• **SET EXERCISE**
Return every line below that contains the word "black". Case counts.

• **RECORDS PROVIDED**

-*-

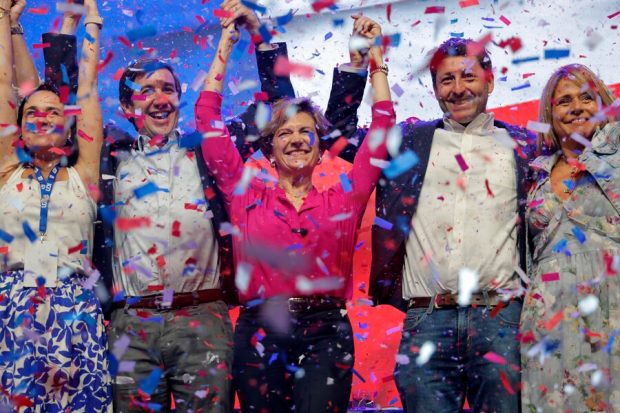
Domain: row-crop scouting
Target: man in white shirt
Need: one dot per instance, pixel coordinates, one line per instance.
(450, 241)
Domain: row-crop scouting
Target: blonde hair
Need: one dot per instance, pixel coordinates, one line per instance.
(281, 111)
(580, 75)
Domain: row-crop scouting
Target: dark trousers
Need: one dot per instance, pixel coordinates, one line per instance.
(305, 369)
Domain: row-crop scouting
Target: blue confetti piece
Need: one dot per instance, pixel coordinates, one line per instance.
(569, 184)
(254, 6)
(380, 222)
(149, 384)
(359, 376)
(521, 87)
(525, 60)
(6, 237)
(578, 233)
(557, 53)
(400, 164)
(190, 140)
(90, 38)
(141, 33)
(282, 20)
(147, 189)
(264, 32)
(312, 138)
(132, 85)
(274, 357)
(29, 232)
(345, 182)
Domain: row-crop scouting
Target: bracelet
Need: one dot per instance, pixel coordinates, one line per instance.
(381, 68)
(18, 29)
(98, 20)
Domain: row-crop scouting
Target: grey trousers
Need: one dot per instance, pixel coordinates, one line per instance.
(185, 353)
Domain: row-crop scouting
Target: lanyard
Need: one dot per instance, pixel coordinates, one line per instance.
(46, 191)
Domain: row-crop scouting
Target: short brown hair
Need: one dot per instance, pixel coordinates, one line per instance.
(581, 75)
(279, 117)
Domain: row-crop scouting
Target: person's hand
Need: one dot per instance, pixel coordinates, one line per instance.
(230, 34)
(91, 8)
(240, 14)
(17, 8)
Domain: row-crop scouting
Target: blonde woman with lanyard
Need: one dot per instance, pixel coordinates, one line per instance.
(52, 339)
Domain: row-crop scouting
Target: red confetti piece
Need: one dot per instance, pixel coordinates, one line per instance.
(176, 229)
(38, 10)
(435, 10)
(77, 248)
(161, 261)
(222, 14)
(611, 16)
(84, 136)
(283, 67)
(319, 5)
(494, 358)
(127, 224)
(550, 325)
(504, 377)
(550, 276)
(489, 192)
(124, 41)
(468, 3)
(462, 164)
(108, 59)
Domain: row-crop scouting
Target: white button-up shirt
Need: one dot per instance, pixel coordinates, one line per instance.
(179, 250)
(467, 212)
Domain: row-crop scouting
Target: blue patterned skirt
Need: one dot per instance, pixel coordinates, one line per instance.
(53, 348)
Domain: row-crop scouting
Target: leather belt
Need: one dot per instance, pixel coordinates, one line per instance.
(179, 300)
(450, 300)
(310, 304)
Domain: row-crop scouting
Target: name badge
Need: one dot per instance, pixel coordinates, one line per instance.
(41, 262)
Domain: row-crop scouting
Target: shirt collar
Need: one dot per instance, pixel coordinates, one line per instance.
(142, 143)
(481, 125)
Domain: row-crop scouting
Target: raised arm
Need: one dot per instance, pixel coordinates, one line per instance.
(8, 159)
(25, 72)
(364, 175)
(61, 67)
(89, 120)
(221, 156)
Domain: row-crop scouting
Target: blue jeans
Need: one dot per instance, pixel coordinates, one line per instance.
(458, 368)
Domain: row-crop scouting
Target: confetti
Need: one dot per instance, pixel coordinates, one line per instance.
(461, 161)
(550, 276)
(557, 53)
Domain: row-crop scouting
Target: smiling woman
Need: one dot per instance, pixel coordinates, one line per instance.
(574, 223)
(294, 249)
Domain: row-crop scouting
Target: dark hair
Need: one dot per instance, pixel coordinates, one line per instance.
(71, 139)
(280, 115)
(456, 46)
(139, 68)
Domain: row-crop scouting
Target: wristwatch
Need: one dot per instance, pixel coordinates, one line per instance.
(18, 29)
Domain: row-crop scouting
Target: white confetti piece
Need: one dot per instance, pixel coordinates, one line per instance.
(426, 351)
(468, 284)
(588, 305)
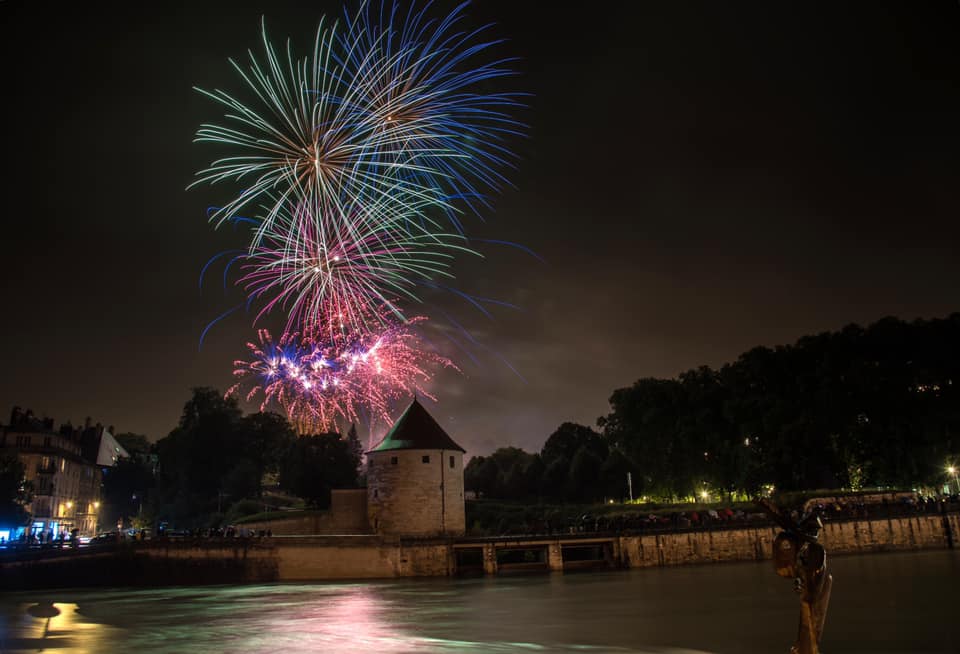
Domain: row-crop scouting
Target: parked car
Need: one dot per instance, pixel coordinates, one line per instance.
(106, 537)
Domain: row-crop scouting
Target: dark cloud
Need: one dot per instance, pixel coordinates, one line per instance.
(699, 179)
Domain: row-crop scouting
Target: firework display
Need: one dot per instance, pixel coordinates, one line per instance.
(346, 375)
(354, 166)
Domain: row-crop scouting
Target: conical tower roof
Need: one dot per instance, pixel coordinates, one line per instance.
(416, 430)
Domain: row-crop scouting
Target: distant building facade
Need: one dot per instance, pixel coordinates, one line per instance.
(415, 479)
(66, 485)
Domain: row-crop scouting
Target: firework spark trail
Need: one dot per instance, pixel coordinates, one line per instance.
(352, 161)
(308, 134)
(320, 380)
(308, 266)
(416, 79)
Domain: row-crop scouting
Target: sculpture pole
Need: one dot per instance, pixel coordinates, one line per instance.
(798, 555)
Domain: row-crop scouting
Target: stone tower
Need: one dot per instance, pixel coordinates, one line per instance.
(415, 479)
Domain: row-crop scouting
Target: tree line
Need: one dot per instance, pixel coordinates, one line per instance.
(859, 407)
(212, 467)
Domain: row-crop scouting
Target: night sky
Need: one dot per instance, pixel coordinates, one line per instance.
(698, 179)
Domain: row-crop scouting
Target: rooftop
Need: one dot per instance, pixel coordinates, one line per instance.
(416, 430)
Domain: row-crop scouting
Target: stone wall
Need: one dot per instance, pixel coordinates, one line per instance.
(309, 558)
(403, 492)
(914, 533)
(347, 515)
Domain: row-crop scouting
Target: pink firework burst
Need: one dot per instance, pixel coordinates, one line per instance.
(337, 374)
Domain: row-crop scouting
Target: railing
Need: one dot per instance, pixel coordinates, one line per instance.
(692, 521)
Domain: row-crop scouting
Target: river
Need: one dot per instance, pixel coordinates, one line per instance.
(903, 603)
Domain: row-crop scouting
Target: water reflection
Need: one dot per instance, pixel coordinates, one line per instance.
(47, 626)
(882, 603)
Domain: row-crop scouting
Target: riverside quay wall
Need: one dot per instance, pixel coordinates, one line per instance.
(313, 558)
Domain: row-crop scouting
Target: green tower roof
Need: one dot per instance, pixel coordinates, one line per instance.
(416, 430)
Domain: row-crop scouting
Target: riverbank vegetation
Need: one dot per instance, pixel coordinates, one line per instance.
(876, 406)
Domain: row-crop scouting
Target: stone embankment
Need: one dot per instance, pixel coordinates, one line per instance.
(302, 558)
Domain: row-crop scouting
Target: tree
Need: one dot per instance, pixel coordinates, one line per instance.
(263, 439)
(315, 465)
(15, 492)
(136, 445)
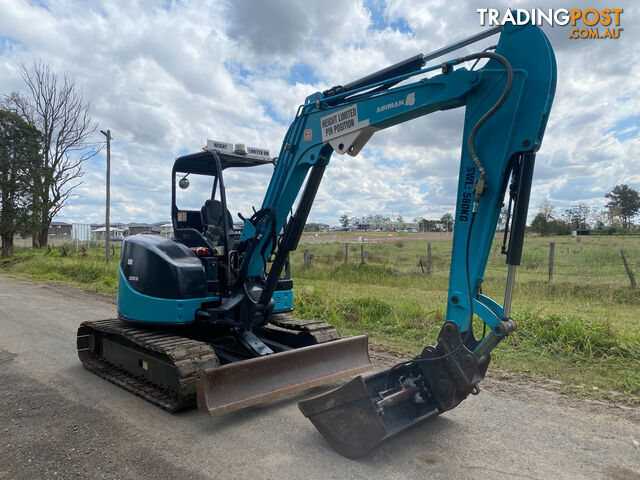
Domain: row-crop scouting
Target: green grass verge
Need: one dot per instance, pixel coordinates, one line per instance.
(582, 329)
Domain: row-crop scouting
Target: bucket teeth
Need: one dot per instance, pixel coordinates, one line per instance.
(361, 414)
(347, 418)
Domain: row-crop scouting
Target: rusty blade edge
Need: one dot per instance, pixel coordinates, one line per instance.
(205, 384)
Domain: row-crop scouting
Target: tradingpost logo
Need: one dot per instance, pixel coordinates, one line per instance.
(588, 23)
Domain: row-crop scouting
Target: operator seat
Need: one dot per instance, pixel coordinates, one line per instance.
(211, 213)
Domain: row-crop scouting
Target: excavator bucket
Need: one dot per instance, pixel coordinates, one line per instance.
(243, 384)
(349, 419)
(358, 416)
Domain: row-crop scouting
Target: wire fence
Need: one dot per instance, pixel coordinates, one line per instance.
(595, 260)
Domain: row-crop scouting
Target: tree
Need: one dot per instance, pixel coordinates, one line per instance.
(56, 108)
(578, 217)
(627, 200)
(544, 222)
(447, 222)
(19, 151)
(546, 209)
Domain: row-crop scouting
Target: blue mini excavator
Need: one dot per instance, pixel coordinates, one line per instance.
(220, 296)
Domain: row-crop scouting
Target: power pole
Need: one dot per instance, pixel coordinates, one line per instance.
(107, 230)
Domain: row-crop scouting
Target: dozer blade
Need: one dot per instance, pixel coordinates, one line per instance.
(257, 380)
(358, 416)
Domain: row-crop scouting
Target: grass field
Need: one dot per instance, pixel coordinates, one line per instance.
(582, 329)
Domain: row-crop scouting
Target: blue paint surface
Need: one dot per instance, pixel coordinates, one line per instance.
(135, 306)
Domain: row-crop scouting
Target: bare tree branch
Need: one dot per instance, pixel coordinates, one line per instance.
(56, 107)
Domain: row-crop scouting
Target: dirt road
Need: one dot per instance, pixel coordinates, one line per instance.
(59, 421)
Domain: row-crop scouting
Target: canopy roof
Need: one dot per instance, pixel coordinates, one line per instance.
(203, 163)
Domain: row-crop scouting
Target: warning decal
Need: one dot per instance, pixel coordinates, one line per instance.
(341, 123)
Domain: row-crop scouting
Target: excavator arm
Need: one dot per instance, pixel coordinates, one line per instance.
(507, 103)
(504, 142)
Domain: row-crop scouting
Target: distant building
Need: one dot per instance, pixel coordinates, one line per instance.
(316, 227)
(115, 233)
(166, 230)
(136, 228)
(59, 230)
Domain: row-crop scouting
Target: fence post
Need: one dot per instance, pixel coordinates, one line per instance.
(308, 258)
(628, 269)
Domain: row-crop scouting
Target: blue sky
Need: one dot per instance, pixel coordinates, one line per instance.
(166, 77)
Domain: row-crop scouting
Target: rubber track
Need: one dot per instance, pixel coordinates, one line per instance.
(186, 354)
(321, 331)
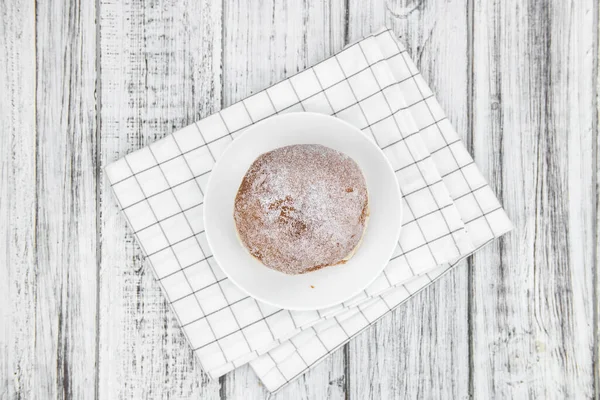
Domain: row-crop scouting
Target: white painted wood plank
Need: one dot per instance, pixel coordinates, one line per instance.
(422, 349)
(160, 71)
(17, 198)
(264, 43)
(65, 264)
(534, 135)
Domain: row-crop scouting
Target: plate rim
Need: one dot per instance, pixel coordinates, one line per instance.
(211, 181)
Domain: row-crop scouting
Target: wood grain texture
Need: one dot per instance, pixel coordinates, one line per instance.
(421, 350)
(265, 42)
(65, 260)
(159, 71)
(82, 86)
(17, 198)
(534, 135)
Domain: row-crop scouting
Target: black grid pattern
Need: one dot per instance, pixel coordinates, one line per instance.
(344, 88)
(276, 374)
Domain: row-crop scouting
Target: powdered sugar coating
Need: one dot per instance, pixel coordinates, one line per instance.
(300, 208)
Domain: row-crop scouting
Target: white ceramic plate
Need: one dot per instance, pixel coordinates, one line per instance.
(328, 286)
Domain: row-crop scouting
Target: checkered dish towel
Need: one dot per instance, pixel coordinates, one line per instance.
(450, 210)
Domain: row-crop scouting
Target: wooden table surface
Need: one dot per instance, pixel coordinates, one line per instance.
(83, 83)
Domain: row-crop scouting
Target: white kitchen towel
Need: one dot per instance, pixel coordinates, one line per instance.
(484, 218)
(160, 190)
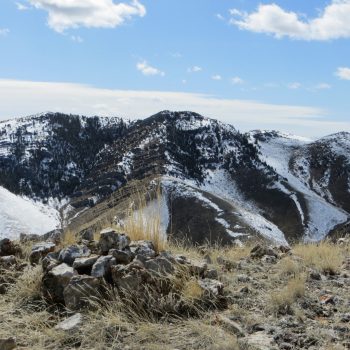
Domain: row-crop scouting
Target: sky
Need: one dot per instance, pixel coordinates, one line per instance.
(267, 64)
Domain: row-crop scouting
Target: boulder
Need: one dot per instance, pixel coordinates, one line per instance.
(111, 239)
(84, 265)
(80, 290)
(8, 344)
(70, 323)
(145, 248)
(7, 247)
(40, 250)
(122, 256)
(69, 254)
(8, 261)
(55, 281)
(102, 267)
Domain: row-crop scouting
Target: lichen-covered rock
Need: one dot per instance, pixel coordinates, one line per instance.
(7, 247)
(81, 290)
(102, 267)
(145, 248)
(122, 256)
(55, 281)
(84, 265)
(69, 254)
(111, 239)
(71, 323)
(40, 250)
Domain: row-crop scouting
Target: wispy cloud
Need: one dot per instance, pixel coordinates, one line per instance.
(294, 86)
(237, 81)
(343, 73)
(4, 31)
(148, 70)
(244, 114)
(332, 23)
(21, 7)
(63, 14)
(194, 69)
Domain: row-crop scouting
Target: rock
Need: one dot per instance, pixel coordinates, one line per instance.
(40, 250)
(259, 251)
(211, 287)
(102, 266)
(211, 274)
(84, 265)
(55, 281)
(231, 326)
(121, 256)
(7, 247)
(145, 248)
(110, 239)
(87, 235)
(50, 261)
(7, 261)
(160, 265)
(69, 254)
(71, 323)
(8, 344)
(81, 290)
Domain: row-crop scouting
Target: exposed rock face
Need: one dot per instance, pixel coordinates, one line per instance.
(55, 281)
(240, 185)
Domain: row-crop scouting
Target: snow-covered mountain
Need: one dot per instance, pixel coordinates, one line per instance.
(217, 184)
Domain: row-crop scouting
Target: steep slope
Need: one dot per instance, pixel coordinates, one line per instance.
(290, 156)
(22, 215)
(216, 183)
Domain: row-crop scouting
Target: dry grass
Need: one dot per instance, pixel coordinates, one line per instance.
(281, 301)
(324, 257)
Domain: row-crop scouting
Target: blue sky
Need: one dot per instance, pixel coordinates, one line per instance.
(256, 64)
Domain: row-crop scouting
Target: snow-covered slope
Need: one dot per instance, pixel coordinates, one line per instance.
(319, 216)
(22, 215)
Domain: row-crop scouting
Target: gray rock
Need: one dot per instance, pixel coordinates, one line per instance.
(110, 239)
(87, 234)
(55, 281)
(81, 264)
(8, 344)
(69, 254)
(71, 323)
(212, 274)
(160, 265)
(40, 250)
(211, 287)
(231, 326)
(80, 291)
(102, 266)
(145, 248)
(121, 256)
(7, 261)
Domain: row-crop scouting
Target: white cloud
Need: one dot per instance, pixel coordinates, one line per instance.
(66, 14)
(294, 86)
(21, 7)
(146, 69)
(343, 73)
(82, 99)
(194, 69)
(323, 86)
(4, 31)
(332, 22)
(77, 39)
(237, 81)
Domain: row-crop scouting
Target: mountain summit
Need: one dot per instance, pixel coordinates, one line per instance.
(216, 183)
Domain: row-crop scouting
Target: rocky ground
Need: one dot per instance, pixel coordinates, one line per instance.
(110, 291)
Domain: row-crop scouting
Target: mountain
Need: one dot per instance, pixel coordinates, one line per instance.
(208, 181)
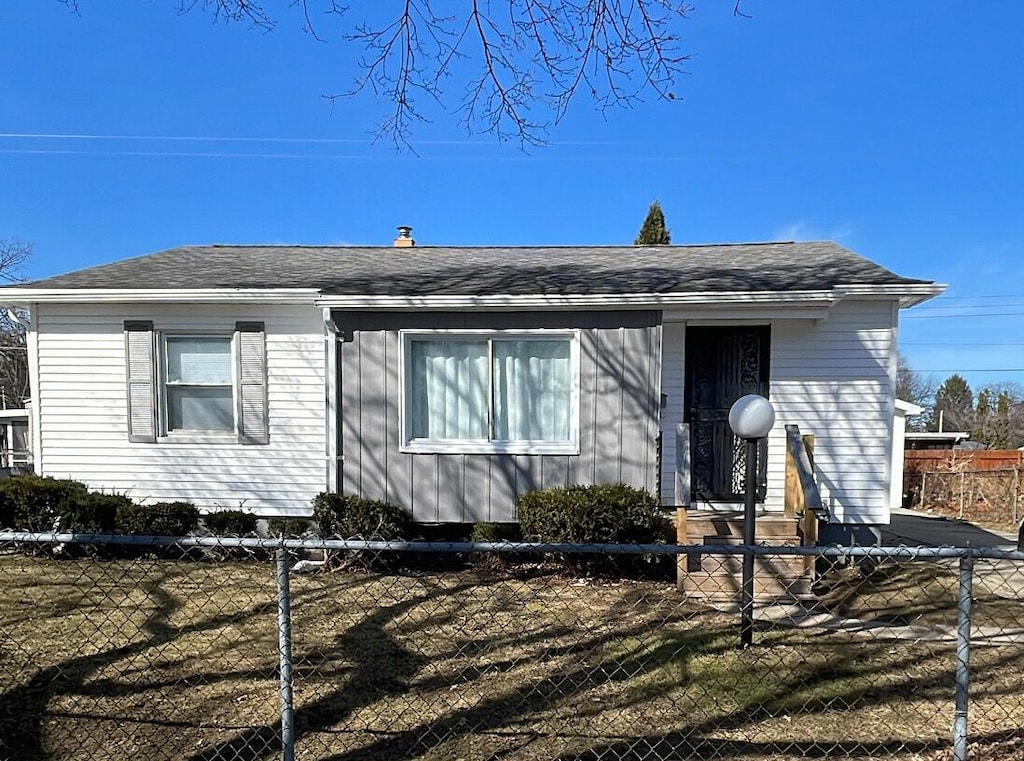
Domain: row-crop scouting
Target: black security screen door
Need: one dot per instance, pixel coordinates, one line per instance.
(722, 365)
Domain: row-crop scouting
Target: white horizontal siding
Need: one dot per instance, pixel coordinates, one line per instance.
(83, 424)
(834, 379)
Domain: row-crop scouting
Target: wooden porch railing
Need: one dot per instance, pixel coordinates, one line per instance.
(803, 500)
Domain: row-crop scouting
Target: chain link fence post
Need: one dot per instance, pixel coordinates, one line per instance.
(963, 653)
(284, 560)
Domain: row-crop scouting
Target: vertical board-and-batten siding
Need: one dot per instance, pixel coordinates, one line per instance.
(835, 379)
(83, 425)
(620, 375)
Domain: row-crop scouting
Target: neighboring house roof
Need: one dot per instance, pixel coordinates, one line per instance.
(425, 271)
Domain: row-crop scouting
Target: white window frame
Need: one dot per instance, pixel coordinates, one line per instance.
(194, 435)
(489, 446)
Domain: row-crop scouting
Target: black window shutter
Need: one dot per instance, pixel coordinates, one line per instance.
(140, 368)
(254, 419)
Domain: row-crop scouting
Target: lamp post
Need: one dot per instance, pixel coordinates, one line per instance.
(751, 418)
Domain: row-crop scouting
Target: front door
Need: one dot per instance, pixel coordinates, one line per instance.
(722, 365)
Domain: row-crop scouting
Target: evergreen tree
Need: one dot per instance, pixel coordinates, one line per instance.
(982, 430)
(653, 231)
(1000, 430)
(954, 405)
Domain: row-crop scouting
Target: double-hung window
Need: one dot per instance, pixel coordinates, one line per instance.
(492, 392)
(199, 384)
(196, 386)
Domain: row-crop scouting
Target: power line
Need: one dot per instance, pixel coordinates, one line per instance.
(963, 316)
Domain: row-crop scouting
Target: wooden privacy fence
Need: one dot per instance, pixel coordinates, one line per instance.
(982, 487)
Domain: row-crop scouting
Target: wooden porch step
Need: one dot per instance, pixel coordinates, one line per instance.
(718, 578)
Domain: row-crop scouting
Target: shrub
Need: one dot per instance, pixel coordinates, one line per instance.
(6, 511)
(347, 516)
(289, 527)
(230, 523)
(593, 514)
(93, 513)
(160, 519)
(34, 503)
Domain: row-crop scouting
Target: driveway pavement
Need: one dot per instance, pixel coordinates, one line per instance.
(912, 529)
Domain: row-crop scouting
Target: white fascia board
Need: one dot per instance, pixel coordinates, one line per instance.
(713, 299)
(159, 295)
(909, 294)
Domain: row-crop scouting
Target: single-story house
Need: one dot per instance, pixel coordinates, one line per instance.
(451, 379)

-*-

• **CORRECT OUTPUT**
Target: black grid pattern
Target: black security screen door
Target: black window shutter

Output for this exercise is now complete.